◆ EXERCISE INPUTS:
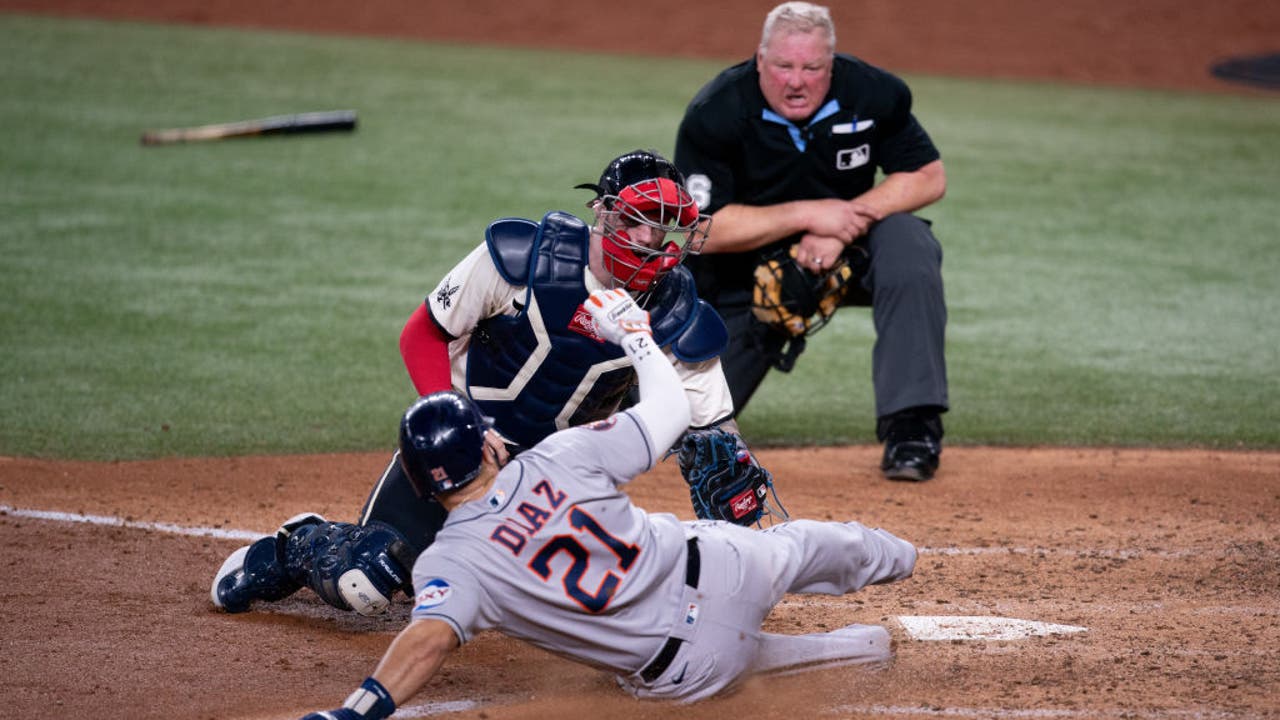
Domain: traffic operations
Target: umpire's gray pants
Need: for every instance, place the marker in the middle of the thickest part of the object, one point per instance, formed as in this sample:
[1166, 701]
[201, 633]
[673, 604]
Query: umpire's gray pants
[904, 290]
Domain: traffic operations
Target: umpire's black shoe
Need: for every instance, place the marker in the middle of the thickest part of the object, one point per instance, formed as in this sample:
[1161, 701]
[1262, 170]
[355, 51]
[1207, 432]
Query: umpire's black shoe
[912, 446]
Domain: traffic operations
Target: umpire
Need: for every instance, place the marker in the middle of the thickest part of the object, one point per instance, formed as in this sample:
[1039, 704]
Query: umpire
[784, 150]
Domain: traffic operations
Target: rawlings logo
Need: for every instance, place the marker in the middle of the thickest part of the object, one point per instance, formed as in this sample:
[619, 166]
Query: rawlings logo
[604, 424]
[744, 504]
[584, 324]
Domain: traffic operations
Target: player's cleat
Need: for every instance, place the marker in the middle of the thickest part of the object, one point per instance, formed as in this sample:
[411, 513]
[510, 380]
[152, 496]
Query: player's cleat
[256, 572]
[912, 449]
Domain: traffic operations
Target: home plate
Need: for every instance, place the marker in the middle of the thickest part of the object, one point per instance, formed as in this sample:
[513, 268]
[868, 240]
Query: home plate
[979, 628]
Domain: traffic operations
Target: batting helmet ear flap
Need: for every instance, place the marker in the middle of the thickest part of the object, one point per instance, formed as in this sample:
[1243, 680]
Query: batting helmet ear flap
[442, 442]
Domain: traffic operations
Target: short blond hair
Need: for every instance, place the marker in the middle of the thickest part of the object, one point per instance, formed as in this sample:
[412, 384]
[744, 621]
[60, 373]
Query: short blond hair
[798, 17]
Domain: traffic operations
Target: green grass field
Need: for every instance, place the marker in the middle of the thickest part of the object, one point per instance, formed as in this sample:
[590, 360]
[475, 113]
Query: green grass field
[1111, 256]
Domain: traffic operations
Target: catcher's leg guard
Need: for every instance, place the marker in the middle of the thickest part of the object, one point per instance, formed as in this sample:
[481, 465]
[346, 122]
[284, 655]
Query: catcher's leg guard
[351, 566]
[256, 572]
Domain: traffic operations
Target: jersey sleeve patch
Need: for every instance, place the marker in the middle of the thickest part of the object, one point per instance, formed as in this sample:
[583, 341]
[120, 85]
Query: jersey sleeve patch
[434, 593]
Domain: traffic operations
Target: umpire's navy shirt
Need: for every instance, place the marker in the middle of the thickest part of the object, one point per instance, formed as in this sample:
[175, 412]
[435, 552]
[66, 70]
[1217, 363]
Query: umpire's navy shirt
[734, 149]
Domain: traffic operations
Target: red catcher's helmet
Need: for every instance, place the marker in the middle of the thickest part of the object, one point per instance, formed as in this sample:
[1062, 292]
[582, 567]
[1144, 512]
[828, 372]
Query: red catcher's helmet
[645, 188]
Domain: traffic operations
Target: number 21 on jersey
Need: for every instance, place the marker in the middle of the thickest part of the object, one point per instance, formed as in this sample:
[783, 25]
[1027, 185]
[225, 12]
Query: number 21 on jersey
[624, 557]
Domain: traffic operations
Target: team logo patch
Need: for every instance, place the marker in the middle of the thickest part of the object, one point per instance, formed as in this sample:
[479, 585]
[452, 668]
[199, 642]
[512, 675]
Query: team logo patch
[691, 614]
[604, 424]
[584, 324]
[433, 593]
[853, 158]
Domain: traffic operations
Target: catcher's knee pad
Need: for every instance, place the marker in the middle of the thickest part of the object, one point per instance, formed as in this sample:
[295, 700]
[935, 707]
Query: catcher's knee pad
[256, 572]
[351, 566]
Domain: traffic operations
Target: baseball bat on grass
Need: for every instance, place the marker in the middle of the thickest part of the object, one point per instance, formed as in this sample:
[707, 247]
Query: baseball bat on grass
[329, 121]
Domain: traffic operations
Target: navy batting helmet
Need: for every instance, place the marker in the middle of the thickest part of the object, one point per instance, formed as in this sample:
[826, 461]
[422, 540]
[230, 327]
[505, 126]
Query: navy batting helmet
[442, 442]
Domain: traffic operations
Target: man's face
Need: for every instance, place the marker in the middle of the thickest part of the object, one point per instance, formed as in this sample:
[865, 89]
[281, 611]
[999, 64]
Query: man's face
[795, 73]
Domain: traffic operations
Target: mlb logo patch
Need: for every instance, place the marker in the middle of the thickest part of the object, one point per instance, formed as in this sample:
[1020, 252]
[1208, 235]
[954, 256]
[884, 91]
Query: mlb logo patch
[433, 593]
[853, 158]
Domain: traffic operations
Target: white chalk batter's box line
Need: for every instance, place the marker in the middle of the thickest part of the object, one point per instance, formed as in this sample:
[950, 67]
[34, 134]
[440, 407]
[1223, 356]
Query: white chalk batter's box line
[231, 533]
[935, 628]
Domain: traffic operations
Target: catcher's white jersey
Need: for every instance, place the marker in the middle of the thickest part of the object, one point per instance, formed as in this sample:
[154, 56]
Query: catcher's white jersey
[474, 290]
[558, 556]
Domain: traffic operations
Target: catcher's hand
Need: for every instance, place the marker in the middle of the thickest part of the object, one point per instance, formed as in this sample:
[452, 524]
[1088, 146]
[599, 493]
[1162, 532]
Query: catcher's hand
[616, 314]
[725, 481]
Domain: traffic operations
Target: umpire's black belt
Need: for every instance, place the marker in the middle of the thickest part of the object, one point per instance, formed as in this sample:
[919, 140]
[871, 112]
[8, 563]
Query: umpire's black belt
[667, 654]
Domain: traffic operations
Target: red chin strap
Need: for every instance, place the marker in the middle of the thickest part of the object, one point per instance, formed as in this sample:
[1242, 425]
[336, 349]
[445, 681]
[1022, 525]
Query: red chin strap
[626, 265]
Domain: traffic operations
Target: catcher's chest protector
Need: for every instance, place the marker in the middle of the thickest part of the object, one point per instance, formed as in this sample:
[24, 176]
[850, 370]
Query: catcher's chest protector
[545, 369]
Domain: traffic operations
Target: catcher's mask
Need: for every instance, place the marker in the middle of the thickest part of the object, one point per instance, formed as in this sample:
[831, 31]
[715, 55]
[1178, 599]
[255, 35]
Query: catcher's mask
[639, 200]
[442, 442]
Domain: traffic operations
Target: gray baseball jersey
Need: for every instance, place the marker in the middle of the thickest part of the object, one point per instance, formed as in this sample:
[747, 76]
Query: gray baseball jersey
[557, 555]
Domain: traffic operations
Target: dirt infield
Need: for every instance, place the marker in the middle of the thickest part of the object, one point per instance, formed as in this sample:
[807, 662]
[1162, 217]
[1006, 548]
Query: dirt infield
[1168, 561]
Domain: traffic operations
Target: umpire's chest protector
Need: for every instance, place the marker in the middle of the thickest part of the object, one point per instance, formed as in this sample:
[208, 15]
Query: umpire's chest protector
[545, 368]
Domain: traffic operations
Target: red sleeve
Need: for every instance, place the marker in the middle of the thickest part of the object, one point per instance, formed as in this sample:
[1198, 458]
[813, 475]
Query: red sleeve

◆ GIVEN INSTRUCTION: Reproduce the material in its entirety and word for word, without the pictures.

◆ ANSWER:
Domain: traffic operations
Target: umpire's gray pants
Need: for every instance, place the marker in the middle of the thickest part of the object, one point per instance, formed as in this sample:
[1166, 701]
[201, 633]
[673, 604]
Query: umpire's gray pants
[904, 290]
Domain: traffic operations
Target: umpire's black shoe
Need: for every instance, place the marker in the middle of the thickest part of the object, one point per instance, formed as in this sample:
[1161, 701]
[1262, 170]
[355, 51]
[1207, 432]
Query: umpire's black shoe
[912, 446]
Domain: traffic operations
Target: umpire
Need: for every instance, place the marker in the middle of the thickest part of the object, one point per instance, formed as in this sample:
[1039, 704]
Query: umpire
[784, 150]
Domain: traffic operations
Target: rawlings logo
Need: for every instance, place the marker in the middle of the thickest part of the object, one point per instance, formed as in this sample:
[619, 166]
Query: rawlings logo
[604, 424]
[744, 504]
[584, 324]
Domain: traffic operations
Target: player's cleat
Need: for every instance, place the marker in the middle of the thickest part of the object, one point per instance, formed as in this sample:
[411, 513]
[510, 380]
[152, 496]
Query: player's cleat
[256, 572]
[912, 449]
Domain: traffic operations
Target: home plate
Need: for every instance, place the marker in the middle of the thickest part of the object, one point per instance, formed as in this sample:
[513, 268]
[868, 240]
Query: home plate
[979, 628]
Domain: traffic operations
Target: batting helmet ear flap
Need: for every instance, place the marker in the middle of the thickest part of the object, one point per instance, formed as in this sample:
[1243, 680]
Query: batting helmet ear flap
[442, 442]
Domain: traffic operations
Target: short blond hair
Need: for every instance, place the marker in the middle of the thickest part of the object, one point per instance, formed as in this sample:
[412, 384]
[744, 621]
[60, 373]
Query: short blond hair
[798, 17]
Domain: traffic operations
Target: green grass field
Need: for every instance, place the marker in the middle of the thickest part of the object, one point per instance, formed as in this sample:
[590, 360]
[475, 113]
Query: green grass field
[1111, 256]
Domain: traffic operations
Target: catcher's leg guard
Need: for every instance, place the marker in the middle of the thickest part of the object, one point per instance, formed as in this sample:
[481, 465]
[346, 122]
[284, 655]
Query: catcher's leg guard
[351, 566]
[256, 572]
Domain: traffic operations
Target: jersey sleeve patch
Need: for every instance, place the marker in the middle of the thickest part of the object, one point per instance, formed as in this sample:
[583, 341]
[120, 85]
Query: jersey sleeve patch
[434, 593]
Domain: traffic operations
Target: umpire's navy shirt
Need: for every instance, place the marker in the middle of the thickest part of the object, one point per instance, formed as in this sample:
[175, 412]
[435, 552]
[66, 70]
[1217, 363]
Query: umpire's navy shirt
[734, 149]
Domain: traffic operations
Target: red catcher's helmet
Need: for every instance, place the marker in the middle of the thickest part of the object, one point per instance, formed as in this sample:
[1062, 292]
[582, 567]
[1144, 512]
[828, 372]
Query: red catcher's helmet
[645, 188]
Domain: traffic operations
Target: number 21 on jersey
Need: for every instance, place the marker in the middle of the thickest part of the object, one point per instance, formed as in this sample:
[783, 25]
[1027, 185]
[225, 12]
Query: number 21 on jersey
[624, 557]
Domain: traffic operations
Target: team logo patch
Need: for every instance, place the marker in the middle of the thickest part of the object, one point per instance, formed as in this sample:
[479, 585]
[452, 668]
[199, 642]
[512, 675]
Query: team logo patch
[691, 614]
[604, 424]
[584, 324]
[433, 593]
[853, 158]
Domain: traffic operations
Target: catcher's knee pad
Need: for every instance, place the marker in the middle of the thickest part of the object, one point per instance, formed as in this sample:
[295, 700]
[935, 707]
Query: catcher's knee pad
[256, 572]
[351, 566]
Domain: traffic operations
Target: baseball bat on grass
Need: for every instance, place the marker in the middle of the thickest part of the object, one point per instance, formed as in this sample:
[707, 247]
Query: baseball bat on grass
[329, 121]
Domain: traffic operations
Target: navy batting helmet
Need: for every instance, place the marker in the middle of the thickest part of the object, one point per instance, formed as in this sample:
[826, 461]
[422, 540]
[230, 327]
[505, 126]
Query: navy batting helmet
[442, 442]
Domain: traffic operations
Target: man's face
Need: for every instance, place the marker in the middle of the thickest part of the object, one point per instance, formed as in this sample:
[865, 89]
[281, 611]
[999, 64]
Query: man's face
[795, 73]
Domain: traffic operations
Target: mlb logo patch
Need: for every instance, place the marker in the middle of the thickest part of the object, one point per instance, formed as in this sample:
[1020, 252]
[1208, 235]
[954, 256]
[884, 91]
Query: mlb logo patch
[433, 593]
[853, 158]
Domain: traffic operations
Target: white chalk batter's box line
Need: for every instance, place the marker in the middle of the thickest part of the object, one point per instance, formed as in this sample:
[950, 67]
[34, 134]
[440, 407]
[1223, 356]
Query: white chalk batter's box line
[231, 533]
[935, 628]
Domain: traffic operations
Target: catcher's white jersey
Need: for every instance, place the marker in the middle of the thickest part of the object, one point per instance, formed as in this sample:
[154, 56]
Query: catcher's white jersey
[474, 290]
[558, 556]
Domain: traffic operations
Target: catcher's hand
Need: for every instance, place the marker in the middle of the thickest part of the object, one point per instance, formed as in this sample:
[452, 524]
[1088, 146]
[599, 493]
[1162, 532]
Query: catcher's hand
[616, 314]
[725, 481]
Domain: traffic operations
Target: umpire's black belt
Need: for every instance, place the marker in the middle of the thickest part of the object, one point per instance, formed as in this sample:
[919, 140]
[871, 112]
[8, 563]
Query: umpire's black belt
[667, 654]
Domain: traffic operations
Target: red chin strap
Need: for every instance, place the marker in the middle of the thickest part of the object, one point per instance, formed as in this sample:
[1242, 425]
[336, 349]
[445, 681]
[1022, 525]
Query: red chin strap
[626, 265]
Domain: traffic operations
Target: catcher's chest protector
Need: for every instance, place the marker in the middle of the thickest part of the object, one point per instance, formed as in this sample:
[24, 176]
[850, 370]
Query: catcher's chest protector
[545, 369]
Domain: traffic operations
Target: catcher's mask
Need: for every instance, place the marker in the middle of the thickest part of the object, one point per instance, formed as in this sample:
[831, 31]
[715, 55]
[1178, 599]
[255, 35]
Query: catcher's mask
[639, 200]
[442, 442]
Domain: traffic operations
Target: gray baseball jersey
Need: for every instance, place the marker in the middle of the thickest part of the object, one point per instance, formed as in this sample:
[747, 76]
Query: gray baseball jersey
[557, 555]
Domain: traffic operations
Target: dirt infield
Need: for every instance, place the marker in the middle of the thickest part of the object, one point per instance, formed as in this sample:
[807, 662]
[1162, 217]
[1006, 548]
Query: dirt infield
[1168, 561]
Domain: traffic operations
Target: umpire's chest protector
Need: for every instance, place the marker in the middle of the thickest part of the object, one point per instance, formed as in this sample:
[208, 15]
Query: umpire's chest protector
[545, 368]
Domain: traffic operations
Target: red sleeve
Need: for every instance, place the marker in the middle of the thickest part of the object, one point per instance, formed as in this sample:
[1198, 458]
[813, 475]
Query: red sleeve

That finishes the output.